TUGAS ANDA:
Jawab singkat berdasarkan teks tentang kausalitas:
(a) Dalam kasus Robert, bagaimana gadis itu terluka?
(b) Menurut hukum Queensland dan Australia Barat, kapan seseorang tidak dapat dipertanggungjawabkan atas kausalitas yang terjadi?
(c) Istilah bahasa Inggris apa yang dicantumkan untuk kejadian kebetulan dalam hukum Tazmania?

KUTIPAN TERSEDIA:
§
Subyektifitas dalam menentukan hubungan kausalitas yang didasari perkiraan akal sehat mempunyai kelemahan tersendiri terutama terkait dengan keterbatasan akal yang hanya mengetahui peristiwa-peristiwa yang lazim terjadi. Karenanya, sering kali teori peramalan subyektif mengabaikan fakta-fakta penting yang menyebabkan terjadinya akibat dengan alasan bahwa fakta-fakta tesebut tidak dapat diduga sebelumnya dan tidak dapat diketahui dengan pasti menurut akal sehat. Sebaliknya, fakta-fakta tesebut malah dinilai sebagai pemutus hubungan kausalitas. Dengan kata lain, terjadinya peristiwa yang tidak sesuai dengan perkiraan akal sehat justru memutus rangkaian kausalitas meski peristiwa tersebut berperan penting dalam melahirkan akibat. Pernyataan ini sesuai dengan pernyataan hakim dalam kasus Robert di mana seorang gadis diserang di dalam mobil dan terluka karena melompat dari atas mobil yang sedang melaju kencang,

“...was it the natural result of what the alleged assailant said an did, in the sense that it was something that could reasonably have been foreseen as a consequence of what he wa saying or doing? As it was put in the old case, it has got to be shown to be his act, and if of course the victim does something so “daft”, in the word of the appellant in the case, or so unexpected, not that this particular assailant did not actually foresee it but that no reasonable man could be expected to foresee it, that it is only in a very remote and unreal sense a consequence of assault, it is really occasiones by a voluntary act on the part of the victim which could not reasonably be foreseen and which breaks the chain of causation between the assault and te harm or injury”

Justifikasi atas pandangan ini ditemukan juga dalam hukum Queensland, Australia Barat dan Tazmania. Dikatakan dalam hukum Quennsland dan Australia Barat, seseorang tidak dapat dipertanggungjawabkan atas kausalitas yang terjadi apabila suatu peristiwa terjadi karena kebetulan (accident). Peraturan serupa ditemukan juga dalam hukum Tazmania yang menegaskan bahwa kejadian yang terjadi secara kebetulan (chance) tidak menyebabkan seseorang bertanggung jawab atas peristiwa tersebut. Dengan demikian, hukum hanya mempertimbangkan kejadian yang lazim dalam suatu peristiwa dan mengabaikan hal-hal yang terjadi secara kebetulan yang tidak terduga oleh akal sehat.
§
Entri anotasi titik pada gambar
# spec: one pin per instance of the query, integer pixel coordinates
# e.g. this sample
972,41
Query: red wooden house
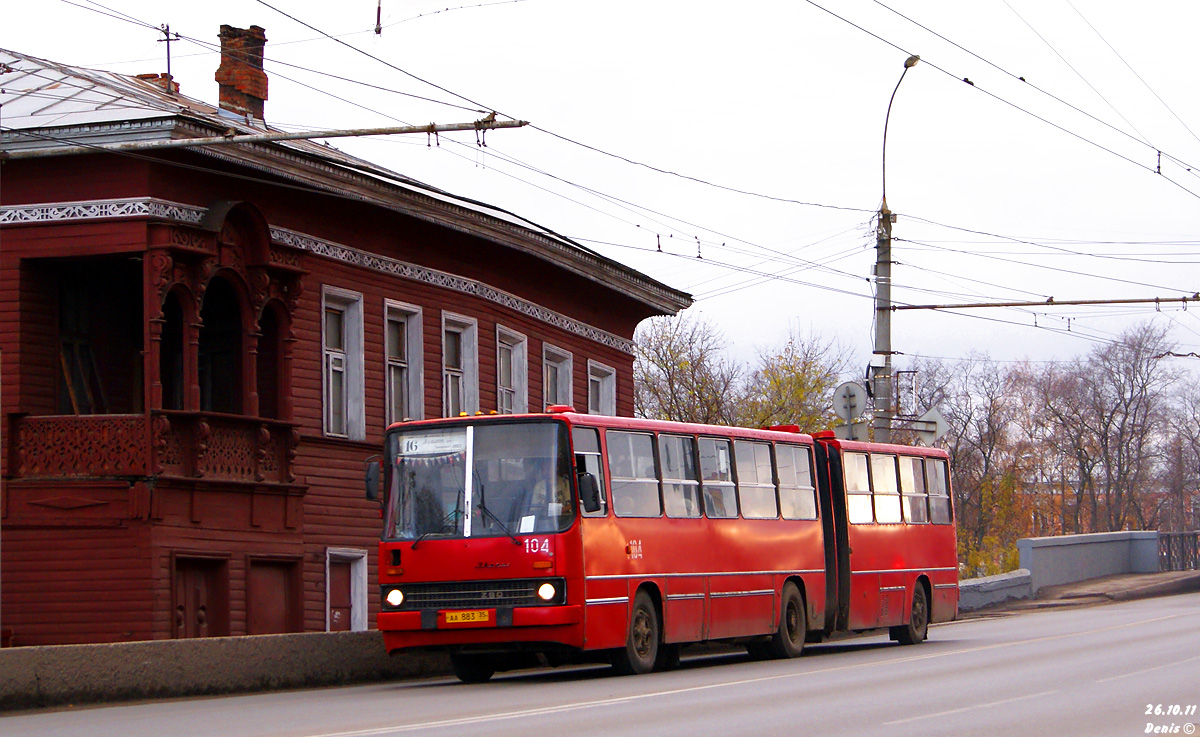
199,347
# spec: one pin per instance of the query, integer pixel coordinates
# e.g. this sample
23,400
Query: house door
340,601
201,599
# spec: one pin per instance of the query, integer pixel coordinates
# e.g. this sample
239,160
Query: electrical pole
881,360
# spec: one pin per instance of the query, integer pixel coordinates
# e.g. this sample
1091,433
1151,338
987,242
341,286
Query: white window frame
414,349
607,377
468,328
564,361
519,346
349,304
358,561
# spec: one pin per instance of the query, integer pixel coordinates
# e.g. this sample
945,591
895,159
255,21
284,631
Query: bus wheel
789,639
642,642
918,623
472,669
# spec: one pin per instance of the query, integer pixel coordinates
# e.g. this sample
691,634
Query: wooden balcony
163,443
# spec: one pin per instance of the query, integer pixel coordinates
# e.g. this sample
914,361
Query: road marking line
967,708
1157,667
693,689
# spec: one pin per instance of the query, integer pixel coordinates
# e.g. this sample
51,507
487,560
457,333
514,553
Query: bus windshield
519,475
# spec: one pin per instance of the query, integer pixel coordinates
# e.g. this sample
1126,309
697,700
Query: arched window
221,349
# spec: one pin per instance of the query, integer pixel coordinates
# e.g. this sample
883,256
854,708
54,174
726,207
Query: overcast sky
1005,189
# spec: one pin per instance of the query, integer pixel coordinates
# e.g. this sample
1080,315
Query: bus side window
681,484
912,490
858,489
635,483
796,492
939,492
756,483
887,495
717,475
587,461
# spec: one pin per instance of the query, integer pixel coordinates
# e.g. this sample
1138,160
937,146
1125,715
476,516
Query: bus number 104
538,545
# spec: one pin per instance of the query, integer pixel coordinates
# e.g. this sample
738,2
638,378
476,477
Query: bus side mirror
589,492
371,478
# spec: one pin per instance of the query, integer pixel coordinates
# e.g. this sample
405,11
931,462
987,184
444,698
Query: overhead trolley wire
1012,105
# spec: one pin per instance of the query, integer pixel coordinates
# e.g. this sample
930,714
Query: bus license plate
469,616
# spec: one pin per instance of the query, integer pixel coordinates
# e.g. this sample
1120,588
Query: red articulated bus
579,538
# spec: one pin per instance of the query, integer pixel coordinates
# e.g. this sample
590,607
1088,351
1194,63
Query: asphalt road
1092,671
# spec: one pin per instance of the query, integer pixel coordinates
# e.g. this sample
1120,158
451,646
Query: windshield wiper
453,515
489,513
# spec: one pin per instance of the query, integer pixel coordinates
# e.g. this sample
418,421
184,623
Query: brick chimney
240,75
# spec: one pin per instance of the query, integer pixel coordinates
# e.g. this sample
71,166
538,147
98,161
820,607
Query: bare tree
681,372
1108,413
795,384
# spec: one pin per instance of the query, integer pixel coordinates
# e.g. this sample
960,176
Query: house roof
47,105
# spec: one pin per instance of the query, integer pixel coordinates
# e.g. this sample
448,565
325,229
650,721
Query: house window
342,347
403,355
601,389
460,365
511,361
346,589
557,379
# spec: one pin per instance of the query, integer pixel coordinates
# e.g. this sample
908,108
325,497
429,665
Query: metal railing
1179,551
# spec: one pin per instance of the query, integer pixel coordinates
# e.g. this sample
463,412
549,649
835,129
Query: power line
1078,73
1061,270
1012,105
1132,70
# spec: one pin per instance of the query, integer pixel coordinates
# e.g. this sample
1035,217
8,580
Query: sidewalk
1121,587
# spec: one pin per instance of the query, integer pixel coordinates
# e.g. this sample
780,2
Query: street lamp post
881,363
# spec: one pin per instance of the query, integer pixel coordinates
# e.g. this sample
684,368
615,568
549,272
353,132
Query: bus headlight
395,598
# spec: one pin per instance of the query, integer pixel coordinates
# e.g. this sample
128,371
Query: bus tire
641,648
789,639
472,669
918,621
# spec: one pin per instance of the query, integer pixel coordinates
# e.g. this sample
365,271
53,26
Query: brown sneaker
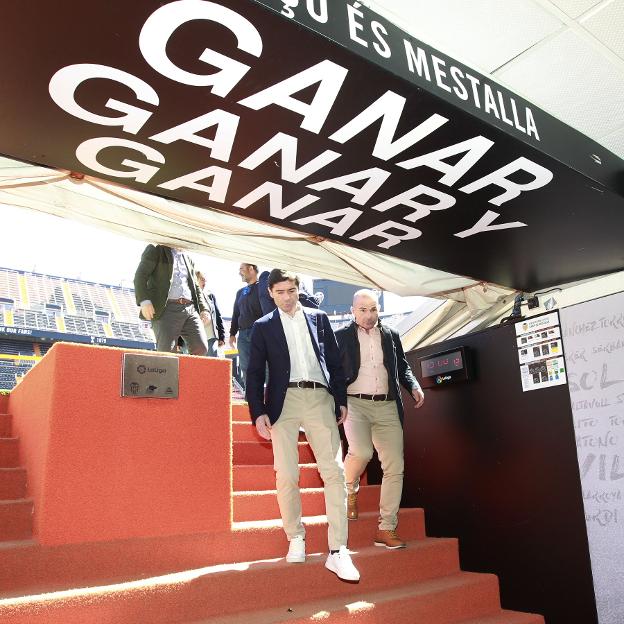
§
JAWABAN TERTULIS:
(a) Gadis itu diserang di dalam mobil dan terluka karena melompat dari atas mobil yang sedang melaju kencang.
(b) Apabila suatu peristiwa terjadi karena kebetulan (accident).
(c) Chance.